# [Excerpted text]
# Preventing the bathroom fan from back drafting cold air



## drewdin (Jan 8, 2014)

It's pretty cold here in the northeast. I have found my bathroom to be very old in the morning, I have a window and bathroom fan that is vented through the roof. The duct take a 90 out of the fan, goes up about 5' long and out of the roof. I can feel cold air coming in if I put my hand in front of the vent. 

What type of dampers do you guys recommend to prevent cold backdrafts? I have found 50 different dampers but I don't want to put junk in. Thanks


----------



## bud16415 (Jan 8, 2014)

I have always just used the ones with the butterfly flapper valve that fit in the line. Do you have one that&#8217;s not working or just a straight shot?


----------



## Wuzzat? (Jan 8, 2014)

bud16415 said:


> I have always just used the ones with the butterfly flapper valve that fit in the line. Do you have one that&#8217;s not working or just a straight shot?


Yeah, the valve works on gravity.

Use a candle flame to tell if the cold air is actually moving in under pressure or only sinking due to the stack effect.

If a negative pressure in your house, or winds, prevent yours from working to your satisfaction you could go with a 24vac motorized damper.


----------



## kok328 (Jan 8, 2014)

# [Record list]

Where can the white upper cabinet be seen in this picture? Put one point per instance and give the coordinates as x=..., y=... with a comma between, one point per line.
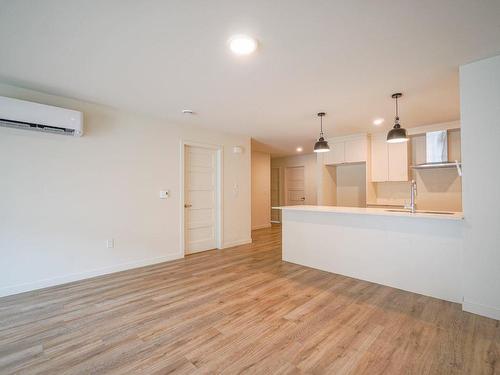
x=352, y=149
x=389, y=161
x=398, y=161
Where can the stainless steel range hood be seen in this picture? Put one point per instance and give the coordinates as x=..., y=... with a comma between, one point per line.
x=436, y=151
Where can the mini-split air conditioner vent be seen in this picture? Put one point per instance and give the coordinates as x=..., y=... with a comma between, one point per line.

---

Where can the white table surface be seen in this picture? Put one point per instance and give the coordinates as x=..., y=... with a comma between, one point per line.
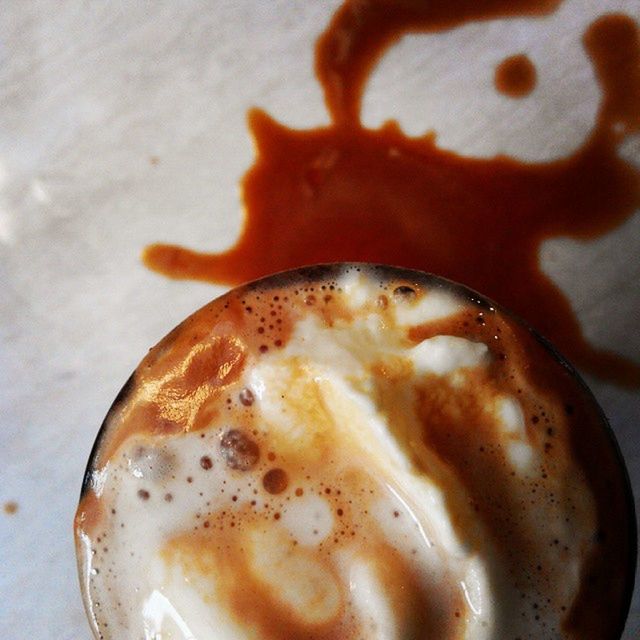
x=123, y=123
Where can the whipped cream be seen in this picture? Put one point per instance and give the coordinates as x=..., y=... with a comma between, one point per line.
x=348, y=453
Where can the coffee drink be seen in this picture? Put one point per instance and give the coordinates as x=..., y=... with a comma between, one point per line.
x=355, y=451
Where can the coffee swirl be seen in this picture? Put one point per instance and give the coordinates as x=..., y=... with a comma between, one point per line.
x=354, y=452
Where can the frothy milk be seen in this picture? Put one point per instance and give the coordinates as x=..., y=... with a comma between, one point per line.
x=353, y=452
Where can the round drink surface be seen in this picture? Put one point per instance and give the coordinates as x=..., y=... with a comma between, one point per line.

# [What to do]
a) Can you quote the stretch of the bathroom fan thread from "## Wuzzat? (Jan" through "24vac motorized damper."?
b) Could you put the entries from the line containing "Where can the white upper" through the line containing "x=436, y=151" into a JSON list of strings, one string per line, skipping blank lines and leaving out the pictures?

# [Solved tasks]
a)
## Wuzzat? (Jan 8, 2014)

bud16415 said:


> I have always just used the ones with the butterfly flapper valve that fit in the line. Do you have one that&#8217;s not working or just a straight shot?


Yeah, the valve works on gravity.

Use a candle flame to tell if the cold air is actually moving in under pressure or only sinking due to the stack effect.

If a negative pressure in your house, or winds, prevent yours from working to your satisfaction you could go with a 24vac motorized damper.

b)
[
  "Where can the white upper cabinet be seen in this picture? Put one point per instance and give the coordinates as x=..., y=... with a comma between, one point per line.",
  "x=352, y=149",
  "x=389, y=161",
  "x=398, y=161",
  "Where can the stainless steel range hood be seen in this picture? Put one point per instance and give the coordinates as x=..., y=... with a comma between, one point per line.",
  "x=436, y=151"
]